▸ **Excerpted passage**:
+-------+
Does anybody remember the movie Time Machine from 1960 H.G. Wells book from the turn of the century? They even had this idea that there were going to be these talking rings that you’d spin. They actually used this spin was the energy, in order to give it power to talk to you. How are we going to read these formats? Are we going to have the same kind of power? The same kind of applications?

The beauty of the Rosetta Stone is that it told us more than one way of how to read the same bit of data. It let us decrypt it. The Rosetta Air Craft from a European Space Agency, they just landed on P67 last fall on the Asteroid actually carried a Rosetta object called the Rosetta Project. Thirteen-Thousand pages of information in twelve hundred languages. Anybody who finds this, this is the key to deciphering lots of languages. Game programmers know this problem already. They’ve created emulators for the games that are 20 years old so we can still play them today. They put them on small little cards that you can carry around.

What are we going to do in 200 years to all our medical data? Will we have the programs available to us? We need to learn from this. We need to be prepared to hold onto this data that we are creating, this big data that we are so excited about for centuries to come. Be ready to migrate it to new media when necessary and we may need to even save applications in the process. Save applications with the data. Okay, just a few more slides, I promise.

A Lot Ahead of Us

We have a lot ahead of us and we are going very fast. It’s important that we pay attention. It’s fantastic the were working today on open data, but we have responsibilities centuries ahead. Vint Cerf one of the people that helped us build the internet says, "If we don’t want to digital lives to fade away, we need to make sure the objects we create can be rendered a long time from now." We need to make sure that we don’t make the mistakes of the future. The future is fantastic. There is no telling what we are going to see. We just need to keep our eyes open as we are going along. And that is what I have. Thank you very much.
+-------+
▸ **Records provided**:
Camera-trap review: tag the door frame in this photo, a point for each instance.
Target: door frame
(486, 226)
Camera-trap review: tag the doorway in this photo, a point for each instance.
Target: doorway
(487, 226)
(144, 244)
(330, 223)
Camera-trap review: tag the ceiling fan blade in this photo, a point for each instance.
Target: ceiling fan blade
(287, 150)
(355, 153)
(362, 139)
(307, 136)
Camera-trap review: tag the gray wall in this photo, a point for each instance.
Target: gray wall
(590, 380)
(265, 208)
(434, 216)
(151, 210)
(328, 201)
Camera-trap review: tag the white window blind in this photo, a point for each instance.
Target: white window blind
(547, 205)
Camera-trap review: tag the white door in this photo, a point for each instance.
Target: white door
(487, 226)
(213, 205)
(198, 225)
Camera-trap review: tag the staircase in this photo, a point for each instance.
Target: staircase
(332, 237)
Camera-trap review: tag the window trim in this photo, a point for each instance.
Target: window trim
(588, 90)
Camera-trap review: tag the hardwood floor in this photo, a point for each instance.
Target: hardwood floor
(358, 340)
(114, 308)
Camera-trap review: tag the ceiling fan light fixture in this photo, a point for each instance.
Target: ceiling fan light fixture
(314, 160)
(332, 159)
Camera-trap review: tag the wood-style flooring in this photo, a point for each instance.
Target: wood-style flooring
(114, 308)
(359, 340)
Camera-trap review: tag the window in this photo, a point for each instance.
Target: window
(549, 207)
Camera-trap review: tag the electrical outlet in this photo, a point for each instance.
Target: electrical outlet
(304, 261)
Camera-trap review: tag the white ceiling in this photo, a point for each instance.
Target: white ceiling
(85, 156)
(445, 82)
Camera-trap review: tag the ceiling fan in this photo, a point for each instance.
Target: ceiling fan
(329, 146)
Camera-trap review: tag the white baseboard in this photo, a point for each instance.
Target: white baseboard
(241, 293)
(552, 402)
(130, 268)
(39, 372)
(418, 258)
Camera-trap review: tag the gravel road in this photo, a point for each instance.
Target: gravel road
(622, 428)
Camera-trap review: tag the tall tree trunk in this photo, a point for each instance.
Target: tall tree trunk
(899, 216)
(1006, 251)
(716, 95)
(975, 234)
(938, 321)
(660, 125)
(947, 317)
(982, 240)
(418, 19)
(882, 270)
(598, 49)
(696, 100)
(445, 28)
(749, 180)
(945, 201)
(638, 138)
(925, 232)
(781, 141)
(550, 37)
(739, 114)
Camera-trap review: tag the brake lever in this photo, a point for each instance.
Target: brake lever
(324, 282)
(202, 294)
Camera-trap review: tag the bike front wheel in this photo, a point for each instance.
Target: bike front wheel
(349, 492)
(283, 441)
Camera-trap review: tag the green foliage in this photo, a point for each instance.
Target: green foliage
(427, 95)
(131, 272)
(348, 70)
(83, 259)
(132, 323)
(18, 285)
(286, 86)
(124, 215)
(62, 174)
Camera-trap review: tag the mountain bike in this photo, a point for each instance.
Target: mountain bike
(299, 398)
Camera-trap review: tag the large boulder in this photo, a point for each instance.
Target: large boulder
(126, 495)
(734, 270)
+-------+
▸ **Instructions to follow**: In the passage on preserving data, update the part that opens with the words containing "Does anybody remember" and closes with "kind of applications?" by changing "talking rings" to "speaking rings".

▸ **Response below**:
Does anybody remember the movie Time Machine from 1960 H.G. Wells book from the turn of the century? They even had this idea that there were going to be these speaking rings that you’d spin. They actually used this spin was the energy, in order to give it power to talk to you. How are we going to read these formats? Are we going to have the same kind of power? The same kind of applications?